* [AIM OF THE TASK]:
This exercise asks for the records to be retyped exactly as they read.

* [DATA FOR THIS EXERCISE]:
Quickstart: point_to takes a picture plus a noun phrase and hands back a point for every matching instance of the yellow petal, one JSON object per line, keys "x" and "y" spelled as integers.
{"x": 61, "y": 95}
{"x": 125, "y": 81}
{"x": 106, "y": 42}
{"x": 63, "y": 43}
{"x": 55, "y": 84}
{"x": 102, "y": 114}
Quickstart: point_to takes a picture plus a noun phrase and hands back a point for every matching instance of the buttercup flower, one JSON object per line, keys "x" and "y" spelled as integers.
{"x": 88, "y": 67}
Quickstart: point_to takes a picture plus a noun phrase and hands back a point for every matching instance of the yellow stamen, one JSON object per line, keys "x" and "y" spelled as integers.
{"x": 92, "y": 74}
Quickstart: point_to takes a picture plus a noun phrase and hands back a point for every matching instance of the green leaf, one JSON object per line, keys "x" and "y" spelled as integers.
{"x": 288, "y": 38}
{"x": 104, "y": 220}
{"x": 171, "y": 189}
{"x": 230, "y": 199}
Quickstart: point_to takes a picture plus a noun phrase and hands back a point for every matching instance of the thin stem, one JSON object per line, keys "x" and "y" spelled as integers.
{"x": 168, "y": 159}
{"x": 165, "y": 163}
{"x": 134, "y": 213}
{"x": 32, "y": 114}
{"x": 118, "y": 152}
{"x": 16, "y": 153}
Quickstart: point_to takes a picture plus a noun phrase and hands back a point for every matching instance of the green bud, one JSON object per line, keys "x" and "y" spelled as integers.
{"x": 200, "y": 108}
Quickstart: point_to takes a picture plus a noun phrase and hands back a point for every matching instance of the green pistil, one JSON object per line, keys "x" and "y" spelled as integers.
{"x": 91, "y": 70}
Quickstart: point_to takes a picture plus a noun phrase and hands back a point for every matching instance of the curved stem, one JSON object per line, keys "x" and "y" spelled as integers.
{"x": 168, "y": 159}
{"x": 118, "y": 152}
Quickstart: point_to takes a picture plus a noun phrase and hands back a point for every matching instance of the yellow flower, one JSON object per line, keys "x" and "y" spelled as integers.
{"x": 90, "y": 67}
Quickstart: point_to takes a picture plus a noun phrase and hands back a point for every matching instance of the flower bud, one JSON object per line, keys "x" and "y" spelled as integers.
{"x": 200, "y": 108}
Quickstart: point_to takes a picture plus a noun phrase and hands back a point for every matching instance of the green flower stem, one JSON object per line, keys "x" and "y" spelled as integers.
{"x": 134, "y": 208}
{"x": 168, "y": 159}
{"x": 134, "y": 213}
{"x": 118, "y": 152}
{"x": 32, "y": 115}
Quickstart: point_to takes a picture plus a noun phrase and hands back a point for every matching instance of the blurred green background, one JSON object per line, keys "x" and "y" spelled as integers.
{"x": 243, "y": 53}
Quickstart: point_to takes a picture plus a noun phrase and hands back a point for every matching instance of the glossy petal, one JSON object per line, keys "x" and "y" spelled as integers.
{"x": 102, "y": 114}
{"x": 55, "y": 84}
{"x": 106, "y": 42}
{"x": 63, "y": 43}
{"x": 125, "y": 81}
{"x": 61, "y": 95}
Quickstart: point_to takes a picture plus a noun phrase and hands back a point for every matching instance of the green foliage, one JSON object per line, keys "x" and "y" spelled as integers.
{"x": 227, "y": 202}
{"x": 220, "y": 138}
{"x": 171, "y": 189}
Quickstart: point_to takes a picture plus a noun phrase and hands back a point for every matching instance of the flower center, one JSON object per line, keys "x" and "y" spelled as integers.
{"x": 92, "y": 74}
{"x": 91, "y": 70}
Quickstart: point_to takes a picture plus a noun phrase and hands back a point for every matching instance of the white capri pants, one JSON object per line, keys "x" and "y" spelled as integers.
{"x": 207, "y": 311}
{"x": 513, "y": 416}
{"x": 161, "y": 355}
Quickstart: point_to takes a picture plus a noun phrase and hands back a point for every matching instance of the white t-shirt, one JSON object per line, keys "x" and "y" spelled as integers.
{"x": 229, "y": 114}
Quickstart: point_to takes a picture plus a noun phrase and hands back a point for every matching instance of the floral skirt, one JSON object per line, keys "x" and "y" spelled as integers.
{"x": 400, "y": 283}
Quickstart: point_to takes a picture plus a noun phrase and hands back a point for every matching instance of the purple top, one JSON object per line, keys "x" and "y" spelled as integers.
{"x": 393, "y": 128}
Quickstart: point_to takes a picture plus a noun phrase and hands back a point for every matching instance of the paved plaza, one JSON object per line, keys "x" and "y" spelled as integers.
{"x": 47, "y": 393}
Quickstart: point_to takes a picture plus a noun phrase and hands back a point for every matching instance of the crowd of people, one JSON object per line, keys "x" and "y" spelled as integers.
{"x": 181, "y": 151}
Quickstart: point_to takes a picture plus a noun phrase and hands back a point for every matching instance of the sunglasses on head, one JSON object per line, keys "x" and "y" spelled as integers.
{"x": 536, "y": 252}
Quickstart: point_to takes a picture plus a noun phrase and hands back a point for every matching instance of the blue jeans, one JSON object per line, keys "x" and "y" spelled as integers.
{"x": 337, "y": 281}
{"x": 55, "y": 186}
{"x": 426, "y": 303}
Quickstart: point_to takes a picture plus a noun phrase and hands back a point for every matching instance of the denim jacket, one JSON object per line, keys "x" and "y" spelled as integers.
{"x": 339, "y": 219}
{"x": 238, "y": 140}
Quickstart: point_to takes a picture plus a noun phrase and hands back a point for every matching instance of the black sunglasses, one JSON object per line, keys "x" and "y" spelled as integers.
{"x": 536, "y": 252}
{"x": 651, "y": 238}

* [TASK RESULT]:
Quickstart: point_to takes a picture plus a noun phrase and hands back a point for every matching instance of the yellow petal, one JSON object per line, keys "x" and "y" spelled as integers.
{"x": 61, "y": 95}
{"x": 125, "y": 81}
{"x": 106, "y": 42}
{"x": 63, "y": 43}
{"x": 55, "y": 84}
{"x": 102, "y": 114}
Quickstart: point_to takes a picture plus a noun phrase and hands back a point for every matching instance of the buttercup flower, one JSON object per line, keys "x" and "y" spelled as integers.
{"x": 88, "y": 67}
Quickstart: point_to takes a picture plus a noun phrase and hands back a point for every matching instance of the yellow stamen, one JSON object per line, keys "x" and "y" spelled as integers.
{"x": 92, "y": 74}
Quickstart: point_to takes a picture plus a noun phrase and hands back a point for every matching instance of the green leaf, one JSON object per line, keys "x" and "y" spelled as integers.
{"x": 288, "y": 38}
{"x": 104, "y": 220}
{"x": 171, "y": 189}
{"x": 230, "y": 199}
Quickstart: point_to takes a picture plus a noun phrase and hands back a point for every matching instance of the thin stem, one JSON object per line, keys "x" and "y" spelled as integers.
{"x": 168, "y": 159}
{"x": 165, "y": 163}
{"x": 134, "y": 213}
{"x": 32, "y": 114}
{"x": 118, "y": 152}
{"x": 16, "y": 153}
Quickstart: point_to takes a picture plus a noun phrase and hands back a point for every matching instance of the green bud, one JSON object per line, keys "x" and "y" spelled as integers.
{"x": 200, "y": 108}
Quickstart: point_to takes a picture plus a noun phrase and hands back a point for every matching instance of the green pistil, one JSON object per line, keys "x" and "y" spelled as integers.
{"x": 91, "y": 70}
Quickstart: point_to takes a picture plus a noun phrase and hands back a point for every matching instance of the curved stem, one JSON object per line, keys "x" and "y" spelled as integers.
{"x": 168, "y": 159}
{"x": 118, "y": 152}
Quickstart: point_to takes a picture plus a noun phrase and hands back a point for every matching instance of the yellow flower, one JSON object per line, keys "x" and "y" spelled as integers.
{"x": 90, "y": 67}
Quickstart: point_to takes a picture plus a noun phrase and hands back a point for every matching instance of the flower bud, one JSON object per line, keys "x" and "y" spelled as integers.
{"x": 200, "y": 108}
Quickstart: point_to takes a picture plus a noun phrase and hands back a point for every matching instance of the green flower stem, one JSON object per line, keys "x" and "y" spelled as integers.
{"x": 134, "y": 208}
{"x": 168, "y": 159}
{"x": 134, "y": 213}
{"x": 118, "y": 152}
{"x": 32, "y": 115}
Quickstart: point_to takes a picture plus a noun phrase and hands back a point for every matching instance of the blurred green background, one JSON object per line, keys "x" and "y" spelled as integers.
{"x": 243, "y": 53}
Quickstart: point_to takes a picture plus a noun phrase and hands back a point for every matching instance of the glossy petal, one JSON object per line, keys "x" and "y" spelled as integers.
{"x": 102, "y": 114}
{"x": 55, "y": 84}
{"x": 106, "y": 42}
{"x": 63, "y": 43}
{"x": 125, "y": 81}
{"x": 61, "y": 95}
Quickstart: point_to takes a picture plus a noun phrase and hands back a point for every matching instance of the green foliage, one JSON object per line, keys "x" and "y" spelled as integers.
{"x": 227, "y": 202}
{"x": 220, "y": 138}
{"x": 171, "y": 189}
Quickstart: point_to takes a picture plus a noun phrase and hands back a point for every matching instance of the flower center, one JSON object per line, keys "x" and "y" spelled as integers.
{"x": 92, "y": 74}
{"x": 91, "y": 70}
Quickstart: point_to takes a picture plus a noun phrase and hands back a point for every matching instance of the white capri pants, one JSON object per line, keys "x" and "y" spelled as integers.
{"x": 207, "y": 311}
{"x": 513, "y": 416}
{"x": 161, "y": 355}
Quickstart: point_to takes a picture plus a noun phrase and hands back a point for every matching instance of the white t-shirt, one JSON object per line, keys "x" and "y" spelled as integers.
{"x": 229, "y": 114}
Quickstart: point_to takes a picture plus a noun phrase and hands back a point for every matching instance of the floral skirt, one JSON object per line, keys "x" and "y" spelled as integers.
{"x": 400, "y": 283}
Quickstart: point_to takes a picture plus a noun phrase and hands back a point for every matching instance of the purple top, one JSON object per line, keys "x" and "y" spelled as integers.
{"x": 393, "y": 128}
Quickstart: point_to takes a picture plus a noun phrase and hands back a point for every matching instance of the paved plaza, one JSON object per line, keys "x" and "y" spelled as integers.
{"x": 47, "y": 393}
Quickstart: point_to takes a picture plus a noun phrase and hands back a point for every matching instance of the crowd of people, one JSON object per line, keys "x" and "y" spelled as integers.
{"x": 181, "y": 151}
Quickstart: point_to takes a picture plus a noun phrase and hands back a point for every matching instance of the sunglasses on head, one JSON object per line, keys "x" and "y" spelled as integers.
{"x": 536, "y": 252}
Quickstart: point_to takes a picture plus a noun phrase and hands back a point for every matching instance of the blue jeans, one JSON object per line, keys "x" and "y" spelled as integers.
{"x": 337, "y": 281}
{"x": 55, "y": 186}
{"x": 426, "y": 303}
Quickstart: point_to takes a picture plus a noun phrase and hands back a point for every matching instance of the denim jacket, one JSON object per line, keys "x" and "y" spelled as integers.
{"x": 339, "y": 219}
{"x": 238, "y": 140}
Quickstart: point_to takes a picture plus a noun phrase and hands back a point for every matching instance of the black sunglasses, one JSON object per line, keys "x" and "y" spelled as integers.
{"x": 536, "y": 252}
{"x": 651, "y": 238}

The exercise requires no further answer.